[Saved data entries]
==*==

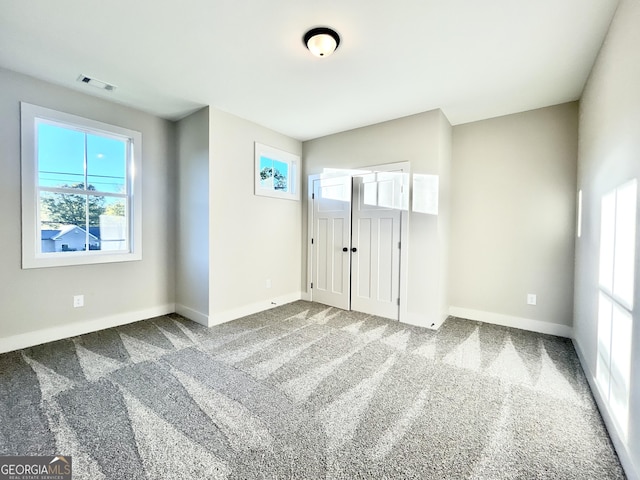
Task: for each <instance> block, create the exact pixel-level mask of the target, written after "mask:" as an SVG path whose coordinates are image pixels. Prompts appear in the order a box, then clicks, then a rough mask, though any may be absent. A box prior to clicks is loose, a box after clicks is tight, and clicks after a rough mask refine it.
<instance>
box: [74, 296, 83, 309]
mask: <svg viewBox="0 0 640 480" xmlns="http://www.w3.org/2000/svg"><path fill="white" fill-rule="evenodd" d="M78 307H84V295H74V296H73V308H78Z"/></svg>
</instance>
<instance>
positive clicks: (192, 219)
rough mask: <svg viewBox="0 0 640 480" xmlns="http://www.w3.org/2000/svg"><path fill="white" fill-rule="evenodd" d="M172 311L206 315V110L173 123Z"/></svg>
mask: <svg viewBox="0 0 640 480" xmlns="http://www.w3.org/2000/svg"><path fill="white" fill-rule="evenodd" d="M177 142H178V159H177V183H178V185H177V192H176V193H177V195H176V196H177V205H178V209H179V214H178V217H177V219H176V221H177V234H176V235H177V238H176V260H177V261H176V311H177V312H179V313H181V314H183V315H185V316H187V317H189V318H192V319H194V320H197V321H200V322H202V323H207V321H206V317H207V316H208V315H209V108H203V109H202V110H199V111H197V112H196V113H193V114H191V115H189V116H188V117H186V118H183V119H182V120H180V121H179V122H178V123H177Z"/></svg>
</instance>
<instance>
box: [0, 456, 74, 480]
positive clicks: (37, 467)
mask: <svg viewBox="0 0 640 480" xmlns="http://www.w3.org/2000/svg"><path fill="white" fill-rule="evenodd" d="M72 470H73V469H72V467H71V457H70V456H66V457H63V456H62V455H53V456H48V457H35V456H33V457H32V456H21V457H0V480H71V473H72Z"/></svg>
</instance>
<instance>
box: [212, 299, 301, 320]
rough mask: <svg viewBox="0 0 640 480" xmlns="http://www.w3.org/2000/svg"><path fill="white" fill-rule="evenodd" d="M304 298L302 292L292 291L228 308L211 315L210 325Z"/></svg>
mask: <svg viewBox="0 0 640 480" xmlns="http://www.w3.org/2000/svg"><path fill="white" fill-rule="evenodd" d="M301 298H302V292H295V293H290V294H288V295H282V296H280V297H276V298H273V299H271V300H265V301H263V302H256V303H252V304H250V305H243V306H242V307H238V308H234V309H232V310H227V311H225V312H219V313H213V314H211V315H209V325H208V326H209V327H212V326H213V325H220V324H221V323H225V322H230V321H231V320H236V319H237V318H242V317H246V316H247V315H252V314H254V313H258V312H263V311H265V310H269V309H270V308H274V307H277V306H279V305H284V304H287V303H291V302H295V301H297V300H300V299H301Z"/></svg>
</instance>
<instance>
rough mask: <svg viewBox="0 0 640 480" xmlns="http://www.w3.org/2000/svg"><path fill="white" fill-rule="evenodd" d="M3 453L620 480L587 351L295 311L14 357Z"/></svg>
mask: <svg viewBox="0 0 640 480" xmlns="http://www.w3.org/2000/svg"><path fill="white" fill-rule="evenodd" d="M0 454H1V455H26V454H29V455H51V454H62V455H72V456H73V466H74V478H76V479H92V480H96V479H98V480H99V479H144V478H149V479H170V478H177V479H205V478H206V479H216V478H234V479H254V478H256V479H257V478H266V479H272V478H273V479H284V478H287V479H289V478H291V479H358V478H360V479H364V478H375V479H383V478H389V479H391V478H394V479H395V478H419V479H541V478H549V479H580V480H585V479H598V480H602V479H618V478H624V473H623V471H622V469H621V467H620V463H619V461H618V458H617V457H616V454H615V451H614V450H613V448H612V445H611V442H610V440H609V437H608V435H607V432H606V430H605V427H604V425H603V422H602V419H601V417H600V414H599V413H598V410H597V408H596V406H595V404H594V401H593V397H592V395H591V393H590V390H589V387H588V384H587V382H586V380H585V377H584V374H583V372H582V370H581V367H580V365H579V362H578V359H577V357H576V354H575V351H574V350H573V346H572V345H571V342H570V341H568V340H566V339H561V338H556V337H552V336H546V335H540V334H534V333H530V332H525V331H521V330H515V329H509V328H503V327H497V326H493V325H489V324H483V323H479V322H473V321H468V320H461V319H455V318H450V319H448V320H447V321H446V322H445V323H444V325H443V326H442V327H441V328H440V330H439V331H437V332H435V331H431V330H425V329H420V328H416V327H410V326H407V325H403V324H399V323H397V322H392V321H388V320H384V319H381V318H377V317H372V316H368V315H365V314H360V313H356V312H345V311H342V310H338V309H334V308H329V307H326V306H324V305H320V304H312V303H308V302H302V301H300V302H295V303H292V304H289V305H284V306H280V307H277V308H274V309H272V310H269V311H267V312H263V313H260V314H256V315H252V316H249V317H245V318H242V319H239V320H236V321H233V322H230V323H227V324H224V325H220V326H218V327H213V328H211V329H207V328H204V327H202V326H200V325H198V324H196V323H193V322H190V321H188V320H186V319H184V318H182V317H180V316H178V315H169V316H165V317H159V318H155V319H152V320H147V321H143V322H138V323H134V324H131V325H126V326H122V327H118V328H113V329H109V330H104V331H101V332H97V333H92V334H88V335H83V336H79V337H75V338H71V339H68V340H62V341H58V342H54V343H49V344H45V345H41V346H37V347H32V348H28V349H25V350H22V351H17V352H11V353H7V354H3V355H0Z"/></svg>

==*==

• [AIM OF THE TASK]
Output, from the data above, the lines from the line with "positive clicks: (37, 467)" to the line with "box: [212, 299, 301, 320]" exactly as they stand, both ends included and nothing else.

• [FINISHED TASK]
positive clicks: (37, 467)
mask: <svg viewBox="0 0 640 480" xmlns="http://www.w3.org/2000/svg"><path fill="white" fill-rule="evenodd" d="M72 470H73V469H72V467H71V457H70V456H66V457H63V456H62V455H53V456H48V457H35V456H33V457H32V456H21V457H0V480H71V473H72Z"/></svg>
</instance>
<instance>
box: [212, 299, 301, 320]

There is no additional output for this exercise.